··· TEXTE RETENU ···

Le colloque est organisé par le laboratoire junior CMDR et aura lieu à l’Ens de Lyon du 16 au 18 octobre.
Après lecture des propositions, les membres du laboratoire soumettront leur sélection aux membres du comité scientifique composé des personnalités suivantes :
Le corps est devenu un objet central de la recherche en sciences humaines : l’histoire de l’art, la philosophie, la sociologie, l’histoire et la littérature s’en sont emparées et interrogent deux corps bien différents. Le premier est un corps médiatisé par un système de représentation, un corps sémiotique. C’est ce corps-là que l’on retrouve dans les œuvres d’art mais aussi dans des sources non artistiques – comptes rendus de procès, correspondance privée etc. – qui ont recours à un système d’écriture. Ce système de représentation est analysable en termes de forme symbolique, au sens où l’entend Panofsky1. Le second corps serait le corps réel, le référent du système d’écriture, ou le corps vécu par des individus à un moment donné de l’histoire. C’est ce corps-là qui se révèle le plus difficile à reconstruire, au point que depuis l’évolution de l’histoire des mentalités vers une histoire des représentations2 , il est couramment admis que l’étude d’un objet ne peut être qu’une étude de ses représentations. Cela s’applique particulièrement à l’étude du corps dont seules les représentations semblent accessibles au chercheur en sciences humaines.

··· DONNÉES PRÉSENTÉES ···

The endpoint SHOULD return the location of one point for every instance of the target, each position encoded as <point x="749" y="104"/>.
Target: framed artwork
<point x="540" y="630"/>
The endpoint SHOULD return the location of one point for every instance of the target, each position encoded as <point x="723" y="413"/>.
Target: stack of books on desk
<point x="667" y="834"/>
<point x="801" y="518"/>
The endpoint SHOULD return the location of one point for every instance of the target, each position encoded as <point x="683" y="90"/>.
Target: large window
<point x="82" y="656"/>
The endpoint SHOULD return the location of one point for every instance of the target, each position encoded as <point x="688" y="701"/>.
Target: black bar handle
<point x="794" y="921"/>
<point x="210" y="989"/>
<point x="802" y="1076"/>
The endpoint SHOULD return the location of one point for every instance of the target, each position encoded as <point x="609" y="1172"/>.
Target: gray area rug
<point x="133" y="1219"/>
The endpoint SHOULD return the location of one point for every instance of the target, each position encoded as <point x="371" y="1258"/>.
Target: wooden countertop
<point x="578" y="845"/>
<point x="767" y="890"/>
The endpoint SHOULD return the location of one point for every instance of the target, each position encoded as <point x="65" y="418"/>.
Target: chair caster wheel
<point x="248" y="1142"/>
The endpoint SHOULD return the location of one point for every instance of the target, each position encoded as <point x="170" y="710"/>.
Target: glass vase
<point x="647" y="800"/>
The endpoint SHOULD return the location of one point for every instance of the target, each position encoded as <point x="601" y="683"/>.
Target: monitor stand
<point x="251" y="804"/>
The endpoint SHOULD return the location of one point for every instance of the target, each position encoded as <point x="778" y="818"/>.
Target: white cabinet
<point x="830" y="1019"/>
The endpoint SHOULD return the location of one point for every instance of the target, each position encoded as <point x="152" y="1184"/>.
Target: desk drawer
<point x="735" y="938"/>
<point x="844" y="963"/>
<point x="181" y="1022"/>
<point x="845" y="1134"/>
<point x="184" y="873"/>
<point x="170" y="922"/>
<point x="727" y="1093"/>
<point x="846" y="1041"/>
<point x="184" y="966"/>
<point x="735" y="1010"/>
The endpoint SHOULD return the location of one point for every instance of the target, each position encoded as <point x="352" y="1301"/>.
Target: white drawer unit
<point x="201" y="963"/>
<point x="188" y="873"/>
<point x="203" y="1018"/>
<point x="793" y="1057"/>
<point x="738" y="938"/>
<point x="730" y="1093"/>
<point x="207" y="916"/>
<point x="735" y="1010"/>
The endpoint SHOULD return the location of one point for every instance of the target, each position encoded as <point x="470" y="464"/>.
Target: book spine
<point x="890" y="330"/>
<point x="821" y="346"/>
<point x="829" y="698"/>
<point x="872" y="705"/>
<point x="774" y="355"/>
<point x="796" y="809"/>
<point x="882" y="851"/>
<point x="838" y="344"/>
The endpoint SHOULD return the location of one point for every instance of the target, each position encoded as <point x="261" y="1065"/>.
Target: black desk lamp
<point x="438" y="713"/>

···

Transcrivez le texte sur le colloque dans son intégralité, sans la moindre modification. Seul le texte sur le colloque sert de référence.

- [RÉPONSE PROPOSÉE]:
Le colloque est organisé par le laboratoire junior CMDR et aura lieu à l’Ens de Lyon du 16 au 18 octobre.
Après lecture des propositions, les membres du laboratoire soumettront leur sélection aux membres du comité scientifique composé des personnalités suivantes :
Le corps est devenu un objet central de la recherche en sciences humaines : l’histoire de l’art, la philosophie, la sociologie, l’histoire et la littérature s’en sont emparées et interrogent deux corps bien différents. Le premier est un corps médiatisé par un système de représentation, un corps sémiotique. C’est ce corps-là que l’on retrouve dans les œuvres d’art mais aussi dans des sources non artistiques – comptes rendus de procès, correspondance privée etc. – qui ont recours à un système d’écriture. Ce système de représentation est analysable en termes de forme symbolique, au sens où l’entend Panofsky1. Le second corps serait le corps réel, le référent du système d’écriture, ou le corps vécu par des individus à un moment donné de l’histoire. C’est ce corps-là qui se révèle le plus difficile à reconstruire, au point que depuis l’évolution de l’histoire des mentalités vers une histoire des représentations2 , il est couramment admis que l’étude d’un objet ne peut être qu’une étude de ses représentations. Cela s’applique particulièrement à l’étude du corps dont seules les représentations semblent accessibles au chercheur en sciences humaines.